WHAT IS BEING ASKED
Reproduce the stretch from the start of the records through the line containing "[[[106,147],[21,144],[14,170],[104,172],[106,165]]]", swapping "hanging lantern" for "paper lantern" and keeping everything else the same.

DATASET RECORDS
* START *

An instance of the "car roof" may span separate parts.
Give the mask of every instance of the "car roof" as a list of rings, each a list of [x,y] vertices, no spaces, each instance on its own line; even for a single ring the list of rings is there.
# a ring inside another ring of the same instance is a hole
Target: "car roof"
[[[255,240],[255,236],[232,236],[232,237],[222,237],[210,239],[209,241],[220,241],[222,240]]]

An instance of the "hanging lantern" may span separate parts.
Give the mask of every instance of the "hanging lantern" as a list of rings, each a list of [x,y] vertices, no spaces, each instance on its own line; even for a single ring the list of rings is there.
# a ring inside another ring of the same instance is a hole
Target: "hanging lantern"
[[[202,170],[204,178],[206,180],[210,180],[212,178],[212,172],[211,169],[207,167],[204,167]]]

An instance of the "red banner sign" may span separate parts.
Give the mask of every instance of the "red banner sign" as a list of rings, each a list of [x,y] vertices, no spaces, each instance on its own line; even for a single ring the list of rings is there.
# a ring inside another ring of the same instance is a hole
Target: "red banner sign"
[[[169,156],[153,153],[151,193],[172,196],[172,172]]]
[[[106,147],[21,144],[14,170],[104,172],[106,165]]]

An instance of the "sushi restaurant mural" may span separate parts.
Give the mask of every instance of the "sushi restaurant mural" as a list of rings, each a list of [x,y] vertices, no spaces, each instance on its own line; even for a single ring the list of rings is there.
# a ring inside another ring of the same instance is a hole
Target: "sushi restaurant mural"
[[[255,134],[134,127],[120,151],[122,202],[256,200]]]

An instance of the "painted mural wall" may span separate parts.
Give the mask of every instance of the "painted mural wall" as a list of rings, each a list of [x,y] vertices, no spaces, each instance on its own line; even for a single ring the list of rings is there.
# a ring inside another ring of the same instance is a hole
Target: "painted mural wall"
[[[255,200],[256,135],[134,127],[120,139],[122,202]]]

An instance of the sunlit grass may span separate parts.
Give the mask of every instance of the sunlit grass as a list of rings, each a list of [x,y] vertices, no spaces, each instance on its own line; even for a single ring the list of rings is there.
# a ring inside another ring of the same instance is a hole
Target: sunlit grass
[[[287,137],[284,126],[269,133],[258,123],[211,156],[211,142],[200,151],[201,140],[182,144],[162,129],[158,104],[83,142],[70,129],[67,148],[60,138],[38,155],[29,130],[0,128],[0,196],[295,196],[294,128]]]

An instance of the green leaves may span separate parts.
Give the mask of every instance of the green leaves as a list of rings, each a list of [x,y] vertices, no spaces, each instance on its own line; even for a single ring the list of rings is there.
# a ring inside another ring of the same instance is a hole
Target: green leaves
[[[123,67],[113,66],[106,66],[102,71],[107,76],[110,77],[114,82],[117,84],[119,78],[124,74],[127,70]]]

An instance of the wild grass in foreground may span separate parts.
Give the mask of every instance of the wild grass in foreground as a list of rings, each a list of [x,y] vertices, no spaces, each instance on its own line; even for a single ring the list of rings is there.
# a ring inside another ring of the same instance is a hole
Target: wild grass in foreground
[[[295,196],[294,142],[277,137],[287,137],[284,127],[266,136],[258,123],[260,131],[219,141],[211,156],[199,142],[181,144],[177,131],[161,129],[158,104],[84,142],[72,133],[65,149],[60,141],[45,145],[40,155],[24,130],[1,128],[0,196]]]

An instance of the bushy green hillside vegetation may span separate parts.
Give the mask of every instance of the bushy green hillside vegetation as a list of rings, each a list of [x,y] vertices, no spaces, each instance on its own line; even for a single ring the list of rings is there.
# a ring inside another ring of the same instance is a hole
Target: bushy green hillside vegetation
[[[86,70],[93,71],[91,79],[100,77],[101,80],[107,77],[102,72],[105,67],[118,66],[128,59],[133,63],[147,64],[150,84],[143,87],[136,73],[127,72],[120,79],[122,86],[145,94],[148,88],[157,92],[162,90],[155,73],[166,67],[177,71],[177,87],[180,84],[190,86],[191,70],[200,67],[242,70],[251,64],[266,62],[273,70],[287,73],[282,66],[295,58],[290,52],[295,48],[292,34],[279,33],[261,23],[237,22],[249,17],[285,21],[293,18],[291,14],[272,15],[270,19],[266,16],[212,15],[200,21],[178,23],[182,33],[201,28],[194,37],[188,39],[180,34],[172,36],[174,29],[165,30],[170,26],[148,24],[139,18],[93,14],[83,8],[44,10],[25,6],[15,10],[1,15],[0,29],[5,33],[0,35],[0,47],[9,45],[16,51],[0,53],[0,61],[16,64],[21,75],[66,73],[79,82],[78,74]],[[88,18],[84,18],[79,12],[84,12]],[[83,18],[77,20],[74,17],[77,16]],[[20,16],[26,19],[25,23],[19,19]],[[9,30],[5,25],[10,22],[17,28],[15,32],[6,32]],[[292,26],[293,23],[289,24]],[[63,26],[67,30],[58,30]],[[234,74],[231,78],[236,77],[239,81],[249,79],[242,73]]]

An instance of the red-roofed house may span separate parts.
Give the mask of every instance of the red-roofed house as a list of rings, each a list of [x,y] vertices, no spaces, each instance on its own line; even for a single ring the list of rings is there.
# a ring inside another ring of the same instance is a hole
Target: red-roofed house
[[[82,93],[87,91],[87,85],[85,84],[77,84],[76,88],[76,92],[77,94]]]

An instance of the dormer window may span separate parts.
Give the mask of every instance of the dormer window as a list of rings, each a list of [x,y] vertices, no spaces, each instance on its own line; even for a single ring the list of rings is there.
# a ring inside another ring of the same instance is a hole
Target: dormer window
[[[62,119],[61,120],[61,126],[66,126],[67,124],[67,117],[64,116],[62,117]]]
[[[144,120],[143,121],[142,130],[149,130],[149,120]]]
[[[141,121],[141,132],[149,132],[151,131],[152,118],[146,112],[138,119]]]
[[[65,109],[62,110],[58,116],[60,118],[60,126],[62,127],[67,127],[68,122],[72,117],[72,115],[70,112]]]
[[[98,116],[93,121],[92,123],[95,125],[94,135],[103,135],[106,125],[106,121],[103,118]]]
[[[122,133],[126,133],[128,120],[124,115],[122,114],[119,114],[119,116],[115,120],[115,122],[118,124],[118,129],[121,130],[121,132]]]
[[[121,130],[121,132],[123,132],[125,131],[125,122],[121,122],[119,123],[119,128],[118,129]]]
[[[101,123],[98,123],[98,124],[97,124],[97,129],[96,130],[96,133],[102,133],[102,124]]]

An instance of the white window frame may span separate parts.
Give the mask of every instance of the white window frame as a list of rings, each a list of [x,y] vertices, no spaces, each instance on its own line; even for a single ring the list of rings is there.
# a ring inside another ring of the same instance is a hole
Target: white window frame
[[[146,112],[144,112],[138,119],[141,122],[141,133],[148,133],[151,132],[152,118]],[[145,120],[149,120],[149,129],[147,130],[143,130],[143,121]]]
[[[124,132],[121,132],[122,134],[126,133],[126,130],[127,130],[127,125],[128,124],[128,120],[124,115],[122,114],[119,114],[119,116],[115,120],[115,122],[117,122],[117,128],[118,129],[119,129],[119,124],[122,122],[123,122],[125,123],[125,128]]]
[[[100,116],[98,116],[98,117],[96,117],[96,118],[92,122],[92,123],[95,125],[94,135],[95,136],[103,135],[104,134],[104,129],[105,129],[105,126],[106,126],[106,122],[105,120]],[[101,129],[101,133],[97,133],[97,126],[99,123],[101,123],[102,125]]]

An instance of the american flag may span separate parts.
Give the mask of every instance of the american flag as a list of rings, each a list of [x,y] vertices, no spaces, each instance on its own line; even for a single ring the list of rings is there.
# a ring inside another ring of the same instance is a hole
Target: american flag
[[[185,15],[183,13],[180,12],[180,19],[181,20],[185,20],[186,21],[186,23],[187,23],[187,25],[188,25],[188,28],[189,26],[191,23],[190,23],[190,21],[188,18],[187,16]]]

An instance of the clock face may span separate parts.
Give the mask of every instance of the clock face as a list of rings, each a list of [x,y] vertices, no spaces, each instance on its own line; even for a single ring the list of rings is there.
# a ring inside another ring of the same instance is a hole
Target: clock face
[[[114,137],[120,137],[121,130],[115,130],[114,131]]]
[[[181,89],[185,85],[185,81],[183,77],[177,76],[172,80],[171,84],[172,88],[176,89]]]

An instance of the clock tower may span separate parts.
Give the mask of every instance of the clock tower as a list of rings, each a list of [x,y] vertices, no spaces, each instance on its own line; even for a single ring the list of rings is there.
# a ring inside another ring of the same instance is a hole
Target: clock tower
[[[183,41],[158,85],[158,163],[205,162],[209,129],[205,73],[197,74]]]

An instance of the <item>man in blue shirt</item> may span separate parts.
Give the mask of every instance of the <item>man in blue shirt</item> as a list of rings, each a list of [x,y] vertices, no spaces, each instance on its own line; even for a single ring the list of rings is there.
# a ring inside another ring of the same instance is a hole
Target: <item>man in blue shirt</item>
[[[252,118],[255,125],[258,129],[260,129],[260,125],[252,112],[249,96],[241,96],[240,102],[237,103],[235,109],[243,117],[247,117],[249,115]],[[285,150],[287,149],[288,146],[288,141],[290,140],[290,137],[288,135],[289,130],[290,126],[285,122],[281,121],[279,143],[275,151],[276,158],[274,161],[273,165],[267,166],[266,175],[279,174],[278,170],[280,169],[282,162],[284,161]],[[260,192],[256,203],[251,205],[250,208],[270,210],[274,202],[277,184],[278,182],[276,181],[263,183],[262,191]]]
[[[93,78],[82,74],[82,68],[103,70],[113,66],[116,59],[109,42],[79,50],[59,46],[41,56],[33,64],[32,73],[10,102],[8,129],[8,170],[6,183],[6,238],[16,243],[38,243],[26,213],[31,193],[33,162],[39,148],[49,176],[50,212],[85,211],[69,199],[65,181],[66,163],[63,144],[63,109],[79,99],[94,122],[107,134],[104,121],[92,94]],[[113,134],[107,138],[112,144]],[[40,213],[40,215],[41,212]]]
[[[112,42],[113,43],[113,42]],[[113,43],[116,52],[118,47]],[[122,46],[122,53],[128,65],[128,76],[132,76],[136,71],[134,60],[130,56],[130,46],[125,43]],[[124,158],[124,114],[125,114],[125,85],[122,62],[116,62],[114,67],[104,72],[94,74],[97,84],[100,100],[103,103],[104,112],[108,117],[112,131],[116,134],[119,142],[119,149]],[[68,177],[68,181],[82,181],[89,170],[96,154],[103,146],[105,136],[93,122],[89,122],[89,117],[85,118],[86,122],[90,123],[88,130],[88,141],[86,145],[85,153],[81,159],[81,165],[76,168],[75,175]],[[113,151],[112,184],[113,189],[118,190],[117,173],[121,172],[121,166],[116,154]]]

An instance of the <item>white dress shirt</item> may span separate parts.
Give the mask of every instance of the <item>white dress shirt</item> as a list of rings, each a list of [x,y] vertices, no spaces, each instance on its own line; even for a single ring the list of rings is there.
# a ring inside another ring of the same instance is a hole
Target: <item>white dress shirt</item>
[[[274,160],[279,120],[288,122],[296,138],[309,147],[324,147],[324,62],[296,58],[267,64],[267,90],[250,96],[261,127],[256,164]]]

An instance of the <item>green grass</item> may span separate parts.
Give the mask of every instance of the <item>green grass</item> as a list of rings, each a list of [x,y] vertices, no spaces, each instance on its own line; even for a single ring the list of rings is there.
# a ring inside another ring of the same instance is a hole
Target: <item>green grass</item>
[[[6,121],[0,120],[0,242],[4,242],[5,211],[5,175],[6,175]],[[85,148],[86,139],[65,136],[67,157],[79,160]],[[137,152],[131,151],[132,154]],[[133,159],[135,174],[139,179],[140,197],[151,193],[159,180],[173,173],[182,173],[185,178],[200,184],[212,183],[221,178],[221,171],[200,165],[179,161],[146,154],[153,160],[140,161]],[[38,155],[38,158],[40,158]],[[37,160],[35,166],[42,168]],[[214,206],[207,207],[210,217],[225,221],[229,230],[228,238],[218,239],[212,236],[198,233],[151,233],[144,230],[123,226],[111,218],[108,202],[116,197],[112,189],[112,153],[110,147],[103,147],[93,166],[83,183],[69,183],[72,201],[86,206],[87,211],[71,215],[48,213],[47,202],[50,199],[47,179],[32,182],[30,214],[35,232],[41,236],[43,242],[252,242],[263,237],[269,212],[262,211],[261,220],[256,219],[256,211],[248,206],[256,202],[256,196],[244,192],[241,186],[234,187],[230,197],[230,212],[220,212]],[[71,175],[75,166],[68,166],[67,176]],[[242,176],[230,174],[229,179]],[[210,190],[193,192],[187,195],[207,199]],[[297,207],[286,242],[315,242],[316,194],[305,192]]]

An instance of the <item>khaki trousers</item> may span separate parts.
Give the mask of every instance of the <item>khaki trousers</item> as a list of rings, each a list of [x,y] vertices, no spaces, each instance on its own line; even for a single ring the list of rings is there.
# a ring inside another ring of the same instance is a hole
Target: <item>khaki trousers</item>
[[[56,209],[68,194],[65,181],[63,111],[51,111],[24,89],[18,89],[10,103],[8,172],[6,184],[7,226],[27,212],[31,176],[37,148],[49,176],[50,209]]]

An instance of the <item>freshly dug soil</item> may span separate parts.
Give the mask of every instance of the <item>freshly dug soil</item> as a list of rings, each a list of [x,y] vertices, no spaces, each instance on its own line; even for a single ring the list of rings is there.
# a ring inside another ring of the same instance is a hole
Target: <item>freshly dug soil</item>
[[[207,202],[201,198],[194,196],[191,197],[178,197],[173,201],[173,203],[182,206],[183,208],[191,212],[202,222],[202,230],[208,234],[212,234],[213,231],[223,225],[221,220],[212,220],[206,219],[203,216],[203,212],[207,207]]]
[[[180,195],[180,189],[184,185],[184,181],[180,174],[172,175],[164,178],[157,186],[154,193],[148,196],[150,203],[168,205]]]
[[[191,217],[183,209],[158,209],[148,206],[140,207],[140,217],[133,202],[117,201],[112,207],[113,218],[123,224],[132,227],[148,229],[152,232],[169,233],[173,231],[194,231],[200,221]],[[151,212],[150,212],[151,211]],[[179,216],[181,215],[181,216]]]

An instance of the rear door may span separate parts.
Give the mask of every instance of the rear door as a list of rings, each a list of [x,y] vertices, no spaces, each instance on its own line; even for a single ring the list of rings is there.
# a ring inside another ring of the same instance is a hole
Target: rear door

* END *

ANSWER BELOW
An instance of the "car roof" may span separate parts.
Give the mask of every instance of the "car roof" as a list of rings, each a list of [x,y] vertices, no spaces, each instance on its own line; even for a single ring the list of rings is there.
# a ring inside another ring of the same instance is a hole
Target: "car roof"
[[[255,240],[255,236],[232,236],[232,237],[222,237],[210,239],[209,241],[220,241],[222,240]]]

An instance of the "paper lantern" may span separate parts.
Give the mask of every instance of the "paper lantern" as a list of rings, each a list of [x,y] vertices, no spaces, each instance on its own line; even for a single ring the list of rings is there.
# a ring inside another ring of the same instance is a hole
Target: "paper lantern"
[[[202,170],[204,178],[206,180],[210,180],[212,178],[212,172],[211,169],[207,167],[204,167]]]

An instance of the "red banner sign" may span separate parts.
Give the mask of every instance of the "red banner sign" as a list of rings, each a list of [x,y] vertices, no spaces, each instance on its own line; even for a single ring the list of rings is there.
# a ring inside another ring of the same instance is a hole
Target: "red banner sign"
[[[169,156],[153,153],[151,193],[172,196],[172,172]]]
[[[106,147],[21,144],[14,170],[104,172],[106,165]]]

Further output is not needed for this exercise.